*** Opening of Material provided ***

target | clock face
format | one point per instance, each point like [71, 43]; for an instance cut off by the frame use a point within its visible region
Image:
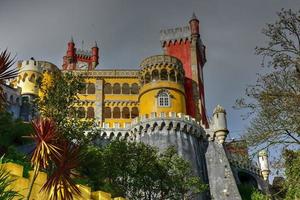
[82, 65]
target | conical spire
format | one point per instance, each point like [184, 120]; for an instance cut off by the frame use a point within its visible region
[194, 17]
[71, 40]
[95, 45]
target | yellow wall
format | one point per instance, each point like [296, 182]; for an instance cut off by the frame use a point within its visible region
[21, 185]
[28, 85]
[148, 99]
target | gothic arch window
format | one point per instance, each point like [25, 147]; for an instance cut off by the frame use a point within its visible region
[107, 112]
[91, 88]
[116, 113]
[11, 99]
[163, 99]
[116, 88]
[81, 112]
[179, 78]
[172, 76]
[164, 75]
[83, 90]
[32, 78]
[155, 75]
[134, 112]
[18, 100]
[107, 88]
[125, 113]
[90, 112]
[147, 78]
[24, 77]
[134, 88]
[125, 88]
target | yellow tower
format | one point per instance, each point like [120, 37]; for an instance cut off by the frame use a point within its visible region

*** Close of Material provided ***

● **Directions**
Repeat each line above exactly as it reads, omitting any pictures.

● **Answer below**
target | clock face
format | one point per instance, each point like [71, 43]; for an instance cut off by the frame use a point within its visible region
Image:
[82, 65]
target | conical spire
format | one point per instance, each point like [184, 120]; for an instance cut off by the frame use a point within its visible region
[194, 17]
[71, 40]
[95, 45]
target | yellow wall
format | one point per instance, each point like [296, 182]; for an instance cut off by the frame use a point within its visible region
[21, 185]
[28, 85]
[148, 99]
target | gothic arch window
format | one point per instance, each point like [25, 147]; for an instance cut off by the frame use a point within its visible region
[107, 112]
[91, 88]
[116, 113]
[11, 99]
[163, 99]
[116, 88]
[81, 112]
[179, 78]
[172, 76]
[164, 75]
[83, 90]
[32, 78]
[155, 75]
[134, 112]
[18, 100]
[107, 88]
[125, 113]
[90, 112]
[147, 78]
[24, 77]
[134, 88]
[125, 88]
target | yellow tower
format | one point per instance, each point like [120, 37]; for an instance cut off by the frame use a point within its visible region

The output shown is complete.